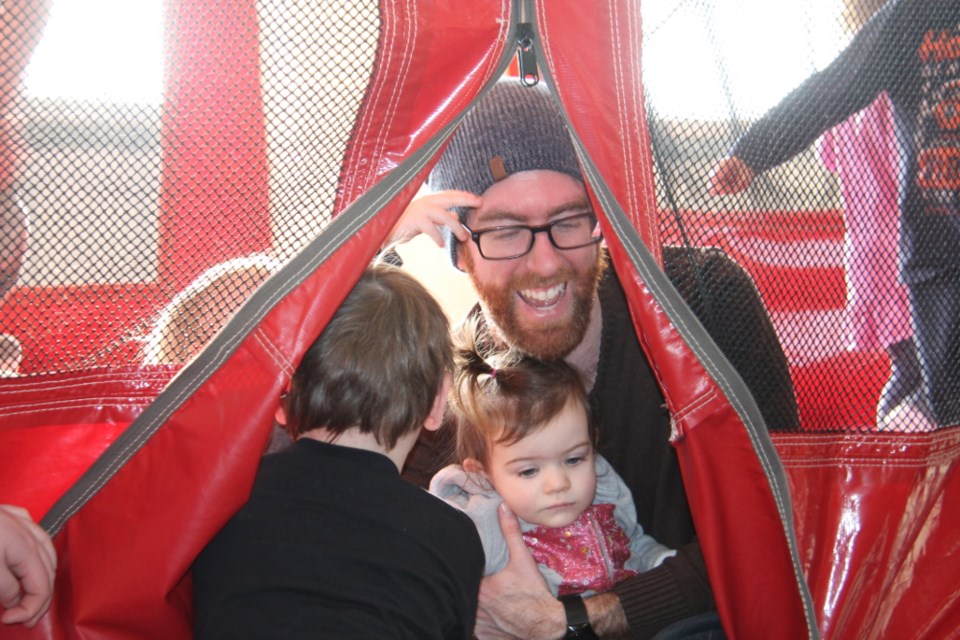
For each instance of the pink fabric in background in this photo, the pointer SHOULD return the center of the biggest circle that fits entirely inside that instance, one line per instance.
(864, 154)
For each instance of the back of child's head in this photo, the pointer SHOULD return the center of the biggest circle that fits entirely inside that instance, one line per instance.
(379, 363)
(500, 396)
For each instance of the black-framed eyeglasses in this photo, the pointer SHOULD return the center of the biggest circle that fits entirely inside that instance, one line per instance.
(516, 240)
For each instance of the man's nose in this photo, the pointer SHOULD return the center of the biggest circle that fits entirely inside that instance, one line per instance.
(543, 257)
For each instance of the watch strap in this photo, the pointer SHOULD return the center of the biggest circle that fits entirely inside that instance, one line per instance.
(578, 622)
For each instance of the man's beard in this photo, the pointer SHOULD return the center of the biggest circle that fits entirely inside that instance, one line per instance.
(551, 340)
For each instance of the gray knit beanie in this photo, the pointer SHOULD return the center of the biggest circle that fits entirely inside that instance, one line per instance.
(513, 128)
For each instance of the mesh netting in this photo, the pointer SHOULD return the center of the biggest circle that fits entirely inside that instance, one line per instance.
(159, 192)
(222, 145)
(780, 86)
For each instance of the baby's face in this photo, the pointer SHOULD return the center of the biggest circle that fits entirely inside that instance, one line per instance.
(548, 478)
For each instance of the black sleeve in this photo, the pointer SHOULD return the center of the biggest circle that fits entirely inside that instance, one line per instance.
(725, 299)
(675, 590)
(850, 83)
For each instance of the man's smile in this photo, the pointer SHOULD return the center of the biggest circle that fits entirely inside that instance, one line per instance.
(543, 298)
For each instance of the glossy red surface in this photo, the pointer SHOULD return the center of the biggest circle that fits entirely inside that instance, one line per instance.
(873, 514)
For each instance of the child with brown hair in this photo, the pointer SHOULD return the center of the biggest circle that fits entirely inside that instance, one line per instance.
(525, 437)
(333, 543)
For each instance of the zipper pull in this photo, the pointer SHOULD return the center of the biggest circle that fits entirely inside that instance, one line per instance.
(526, 56)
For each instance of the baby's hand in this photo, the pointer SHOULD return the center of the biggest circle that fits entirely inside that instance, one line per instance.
(731, 175)
(429, 214)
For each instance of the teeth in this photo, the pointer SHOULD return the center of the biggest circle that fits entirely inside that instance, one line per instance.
(544, 295)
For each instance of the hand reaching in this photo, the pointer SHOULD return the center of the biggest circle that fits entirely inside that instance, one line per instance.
(516, 602)
(731, 175)
(428, 214)
(28, 564)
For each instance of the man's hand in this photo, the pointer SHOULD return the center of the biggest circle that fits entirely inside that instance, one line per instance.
(428, 214)
(28, 564)
(731, 175)
(516, 602)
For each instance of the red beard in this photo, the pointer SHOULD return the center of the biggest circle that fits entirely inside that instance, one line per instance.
(551, 340)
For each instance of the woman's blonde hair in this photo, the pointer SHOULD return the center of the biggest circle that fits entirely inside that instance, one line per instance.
(198, 312)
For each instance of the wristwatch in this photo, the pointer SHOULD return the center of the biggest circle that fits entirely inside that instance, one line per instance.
(578, 622)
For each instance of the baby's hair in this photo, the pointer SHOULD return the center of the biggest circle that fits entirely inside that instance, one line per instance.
(501, 395)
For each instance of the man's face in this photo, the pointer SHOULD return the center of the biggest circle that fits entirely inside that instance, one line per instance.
(540, 302)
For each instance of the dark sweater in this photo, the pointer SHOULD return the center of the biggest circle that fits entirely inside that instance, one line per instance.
(333, 544)
(635, 423)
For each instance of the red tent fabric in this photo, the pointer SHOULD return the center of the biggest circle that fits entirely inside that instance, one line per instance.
(860, 519)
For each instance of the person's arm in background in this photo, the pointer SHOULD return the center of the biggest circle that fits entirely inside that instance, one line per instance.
(28, 564)
(850, 83)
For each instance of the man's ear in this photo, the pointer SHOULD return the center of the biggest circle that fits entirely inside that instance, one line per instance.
(472, 465)
(435, 420)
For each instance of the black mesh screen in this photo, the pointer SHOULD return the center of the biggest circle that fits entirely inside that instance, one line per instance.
(819, 227)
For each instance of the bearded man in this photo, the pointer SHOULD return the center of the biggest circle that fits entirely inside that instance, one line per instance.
(530, 243)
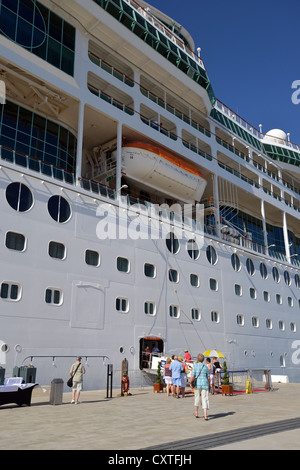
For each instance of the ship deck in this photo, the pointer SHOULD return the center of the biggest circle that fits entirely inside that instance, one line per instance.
(149, 420)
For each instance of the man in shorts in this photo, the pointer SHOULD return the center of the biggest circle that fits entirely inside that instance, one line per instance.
(176, 367)
(77, 371)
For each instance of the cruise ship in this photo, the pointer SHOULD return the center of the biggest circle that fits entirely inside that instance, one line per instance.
(136, 208)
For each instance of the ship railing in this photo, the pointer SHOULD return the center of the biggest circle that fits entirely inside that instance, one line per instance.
(110, 69)
(146, 13)
(21, 159)
(249, 128)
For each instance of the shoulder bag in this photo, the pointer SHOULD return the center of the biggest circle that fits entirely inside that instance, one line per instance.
(70, 381)
(194, 382)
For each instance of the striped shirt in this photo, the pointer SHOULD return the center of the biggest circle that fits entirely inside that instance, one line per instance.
(201, 372)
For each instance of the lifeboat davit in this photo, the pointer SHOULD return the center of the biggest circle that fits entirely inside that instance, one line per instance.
(160, 170)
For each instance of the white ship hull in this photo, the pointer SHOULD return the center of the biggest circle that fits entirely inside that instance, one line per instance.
(70, 286)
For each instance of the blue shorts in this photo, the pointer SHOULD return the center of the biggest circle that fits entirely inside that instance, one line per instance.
(177, 382)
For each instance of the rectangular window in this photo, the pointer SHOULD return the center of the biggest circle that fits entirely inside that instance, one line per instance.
(173, 275)
(34, 27)
(15, 241)
(53, 296)
(174, 311)
(266, 296)
(215, 317)
(238, 289)
(149, 308)
(57, 250)
(122, 304)
(10, 291)
(149, 270)
(122, 264)
(92, 258)
(194, 280)
(195, 314)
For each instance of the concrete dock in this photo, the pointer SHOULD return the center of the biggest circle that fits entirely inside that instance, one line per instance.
(262, 420)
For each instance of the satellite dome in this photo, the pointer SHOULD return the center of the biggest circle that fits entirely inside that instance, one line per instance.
(276, 135)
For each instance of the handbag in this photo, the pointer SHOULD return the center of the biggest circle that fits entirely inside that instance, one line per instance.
(70, 381)
(194, 382)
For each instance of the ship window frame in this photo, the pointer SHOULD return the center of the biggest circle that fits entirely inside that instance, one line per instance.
(9, 295)
(250, 266)
(193, 249)
(269, 324)
(120, 267)
(215, 316)
(120, 300)
(213, 284)
(276, 274)
(194, 280)
(15, 241)
(266, 296)
(195, 314)
(252, 293)
(174, 311)
(211, 255)
(173, 275)
(238, 290)
(59, 252)
(172, 242)
(59, 208)
(148, 305)
(52, 292)
(235, 262)
(263, 270)
(19, 197)
(89, 252)
(154, 270)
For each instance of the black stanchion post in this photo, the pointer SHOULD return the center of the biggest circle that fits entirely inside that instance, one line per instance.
(109, 380)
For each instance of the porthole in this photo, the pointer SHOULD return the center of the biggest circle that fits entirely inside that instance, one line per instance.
(196, 314)
(193, 249)
(15, 241)
(5, 348)
(19, 197)
(211, 254)
(275, 274)
(235, 262)
(263, 270)
(172, 243)
(59, 209)
(250, 267)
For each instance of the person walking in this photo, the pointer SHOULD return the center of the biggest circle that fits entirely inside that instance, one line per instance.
(211, 369)
(176, 367)
(200, 372)
(168, 376)
(77, 371)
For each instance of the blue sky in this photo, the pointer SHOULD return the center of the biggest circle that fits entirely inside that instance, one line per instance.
(251, 51)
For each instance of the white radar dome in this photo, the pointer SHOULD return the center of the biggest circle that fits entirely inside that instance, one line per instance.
(276, 136)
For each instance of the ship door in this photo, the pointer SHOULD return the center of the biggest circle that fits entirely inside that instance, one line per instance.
(150, 346)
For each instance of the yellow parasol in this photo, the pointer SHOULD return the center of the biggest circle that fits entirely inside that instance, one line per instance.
(213, 353)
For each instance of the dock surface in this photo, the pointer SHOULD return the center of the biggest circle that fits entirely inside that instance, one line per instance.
(147, 420)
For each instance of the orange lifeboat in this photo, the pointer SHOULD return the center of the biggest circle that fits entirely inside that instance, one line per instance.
(163, 171)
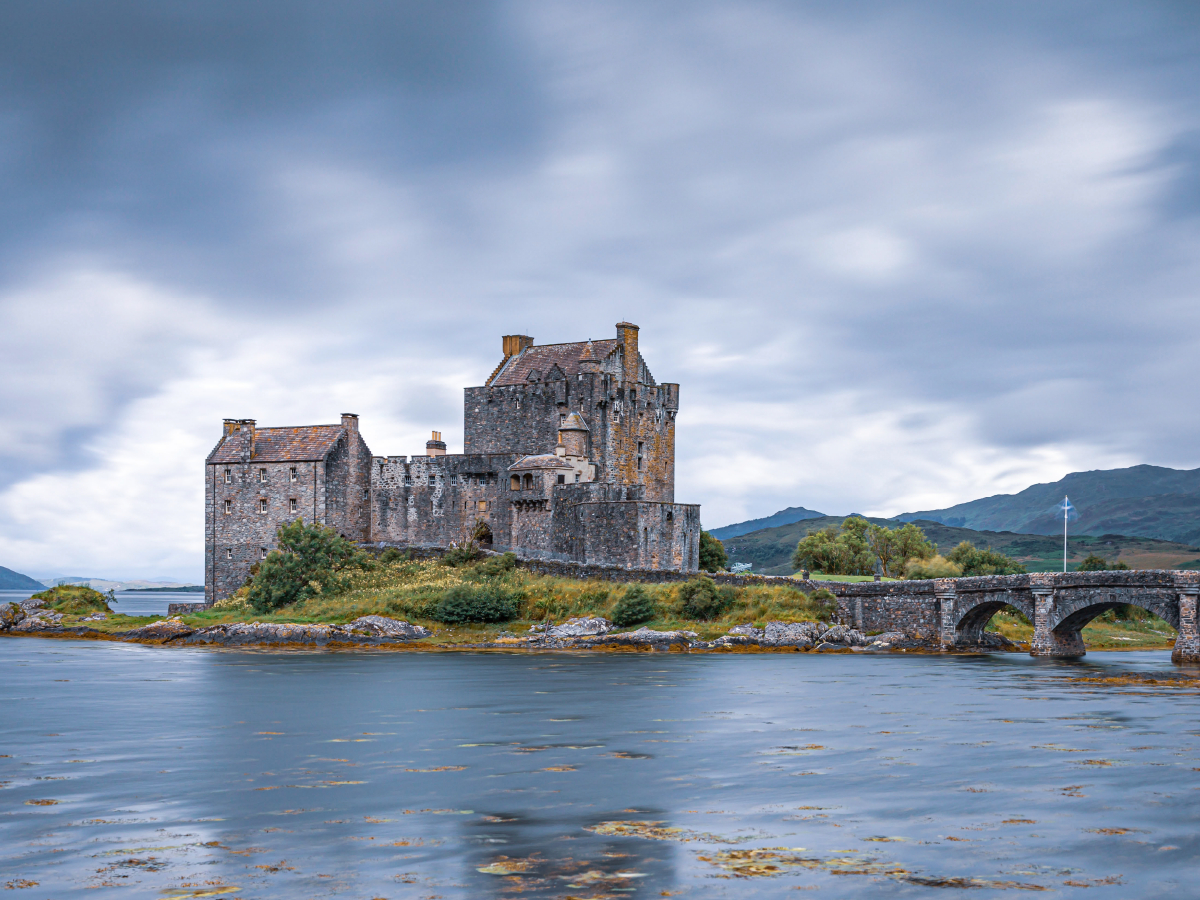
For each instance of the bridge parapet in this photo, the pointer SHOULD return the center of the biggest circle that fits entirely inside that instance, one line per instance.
(953, 612)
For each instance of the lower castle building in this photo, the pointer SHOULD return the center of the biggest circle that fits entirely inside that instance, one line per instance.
(569, 455)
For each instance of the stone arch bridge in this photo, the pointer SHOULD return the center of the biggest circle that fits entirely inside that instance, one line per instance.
(955, 611)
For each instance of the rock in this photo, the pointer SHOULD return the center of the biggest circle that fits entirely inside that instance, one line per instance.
(655, 639)
(791, 634)
(748, 630)
(582, 627)
(10, 615)
(161, 631)
(384, 627)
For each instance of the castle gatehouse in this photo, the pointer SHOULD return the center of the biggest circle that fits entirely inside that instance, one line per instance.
(569, 455)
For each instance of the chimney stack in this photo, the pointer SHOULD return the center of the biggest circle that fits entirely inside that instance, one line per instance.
(515, 345)
(627, 334)
(436, 445)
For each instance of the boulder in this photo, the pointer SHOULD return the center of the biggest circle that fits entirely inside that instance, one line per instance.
(581, 627)
(791, 634)
(384, 627)
(160, 631)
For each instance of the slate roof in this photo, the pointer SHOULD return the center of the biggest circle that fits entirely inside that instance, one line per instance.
(299, 444)
(544, 358)
(539, 461)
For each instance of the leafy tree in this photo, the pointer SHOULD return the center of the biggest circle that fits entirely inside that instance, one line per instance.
(712, 553)
(895, 546)
(701, 599)
(309, 562)
(477, 603)
(837, 551)
(634, 607)
(1099, 564)
(983, 562)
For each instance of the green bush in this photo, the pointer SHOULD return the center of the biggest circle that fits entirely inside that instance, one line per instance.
(309, 562)
(76, 599)
(477, 603)
(634, 607)
(462, 555)
(712, 553)
(701, 599)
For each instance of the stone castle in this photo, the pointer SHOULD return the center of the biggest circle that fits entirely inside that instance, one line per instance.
(569, 455)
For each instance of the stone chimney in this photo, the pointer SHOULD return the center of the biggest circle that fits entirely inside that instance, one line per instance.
(514, 345)
(627, 334)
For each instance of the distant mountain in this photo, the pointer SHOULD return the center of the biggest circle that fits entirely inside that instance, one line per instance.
(1140, 501)
(785, 516)
(16, 581)
(769, 551)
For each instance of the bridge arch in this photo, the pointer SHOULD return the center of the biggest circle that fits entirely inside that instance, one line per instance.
(972, 613)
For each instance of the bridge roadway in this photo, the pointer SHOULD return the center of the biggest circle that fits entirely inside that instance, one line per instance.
(955, 611)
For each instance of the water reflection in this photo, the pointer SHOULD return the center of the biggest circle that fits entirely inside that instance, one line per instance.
(172, 772)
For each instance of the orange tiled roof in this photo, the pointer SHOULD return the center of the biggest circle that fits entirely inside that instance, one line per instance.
(543, 359)
(299, 444)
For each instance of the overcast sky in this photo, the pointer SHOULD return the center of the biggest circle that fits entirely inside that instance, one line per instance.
(899, 256)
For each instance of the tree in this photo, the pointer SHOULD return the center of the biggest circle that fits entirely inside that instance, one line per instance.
(1099, 564)
(306, 563)
(983, 562)
(857, 546)
(712, 553)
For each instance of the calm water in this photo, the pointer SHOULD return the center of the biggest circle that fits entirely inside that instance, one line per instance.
(216, 773)
(138, 603)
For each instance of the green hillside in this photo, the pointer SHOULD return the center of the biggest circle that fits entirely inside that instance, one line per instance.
(769, 550)
(1141, 501)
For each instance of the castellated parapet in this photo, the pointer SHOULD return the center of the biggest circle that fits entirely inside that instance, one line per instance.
(569, 455)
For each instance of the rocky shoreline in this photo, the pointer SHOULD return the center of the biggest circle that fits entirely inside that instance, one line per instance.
(31, 619)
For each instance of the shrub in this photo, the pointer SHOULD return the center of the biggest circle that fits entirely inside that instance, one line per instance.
(712, 553)
(934, 568)
(309, 562)
(475, 603)
(701, 599)
(634, 607)
(76, 599)
(462, 555)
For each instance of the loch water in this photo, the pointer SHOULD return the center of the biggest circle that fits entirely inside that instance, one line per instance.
(155, 772)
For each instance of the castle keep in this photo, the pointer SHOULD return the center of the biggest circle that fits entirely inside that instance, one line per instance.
(569, 455)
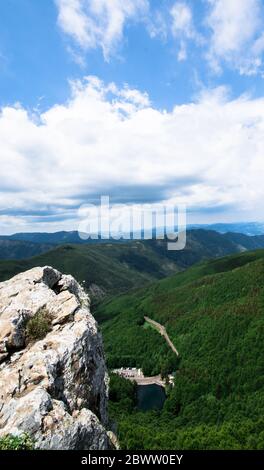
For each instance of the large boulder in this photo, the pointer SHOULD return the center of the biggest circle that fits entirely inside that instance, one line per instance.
(53, 387)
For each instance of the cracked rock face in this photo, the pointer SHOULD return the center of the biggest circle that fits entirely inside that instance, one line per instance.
(54, 388)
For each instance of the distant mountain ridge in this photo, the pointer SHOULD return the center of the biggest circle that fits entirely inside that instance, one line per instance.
(246, 228)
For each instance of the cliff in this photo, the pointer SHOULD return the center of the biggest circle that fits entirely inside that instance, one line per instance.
(53, 379)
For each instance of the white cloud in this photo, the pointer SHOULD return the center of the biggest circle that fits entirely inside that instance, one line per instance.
(106, 140)
(236, 34)
(98, 23)
(182, 27)
(182, 19)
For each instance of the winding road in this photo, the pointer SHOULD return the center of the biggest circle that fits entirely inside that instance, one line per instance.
(162, 330)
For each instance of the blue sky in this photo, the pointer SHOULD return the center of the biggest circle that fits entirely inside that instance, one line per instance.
(140, 129)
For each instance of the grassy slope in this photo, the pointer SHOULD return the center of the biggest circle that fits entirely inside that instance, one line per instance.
(214, 313)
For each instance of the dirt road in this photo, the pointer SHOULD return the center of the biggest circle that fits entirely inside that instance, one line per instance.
(162, 330)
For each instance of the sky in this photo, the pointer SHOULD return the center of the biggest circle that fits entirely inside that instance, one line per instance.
(146, 101)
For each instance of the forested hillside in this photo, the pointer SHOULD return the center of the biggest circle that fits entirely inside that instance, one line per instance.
(117, 266)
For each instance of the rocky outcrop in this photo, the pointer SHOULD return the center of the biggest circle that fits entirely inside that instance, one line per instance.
(53, 387)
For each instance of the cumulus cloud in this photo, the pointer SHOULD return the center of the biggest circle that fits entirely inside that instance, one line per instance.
(107, 140)
(182, 27)
(237, 38)
(98, 23)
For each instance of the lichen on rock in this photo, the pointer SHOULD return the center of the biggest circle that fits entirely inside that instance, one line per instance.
(54, 388)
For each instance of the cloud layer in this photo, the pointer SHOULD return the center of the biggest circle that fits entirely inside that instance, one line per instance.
(98, 23)
(107, 140)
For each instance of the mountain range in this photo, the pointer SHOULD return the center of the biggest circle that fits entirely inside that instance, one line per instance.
(117, 267)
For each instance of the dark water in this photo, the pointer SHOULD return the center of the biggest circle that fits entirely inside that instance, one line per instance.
(150, 397)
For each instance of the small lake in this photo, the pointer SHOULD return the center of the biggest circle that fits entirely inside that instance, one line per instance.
(150, 397)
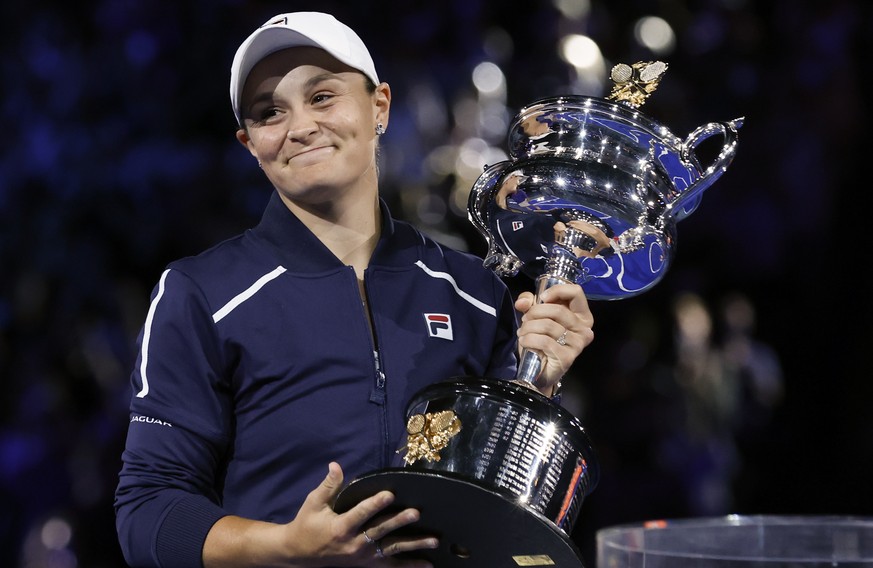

---------------

**What you have to do:** How many lines of the records above contain the string "small"? Uppercase and lowercase letters count as different, and the reply should be only the number.

**Answer to this task:** 1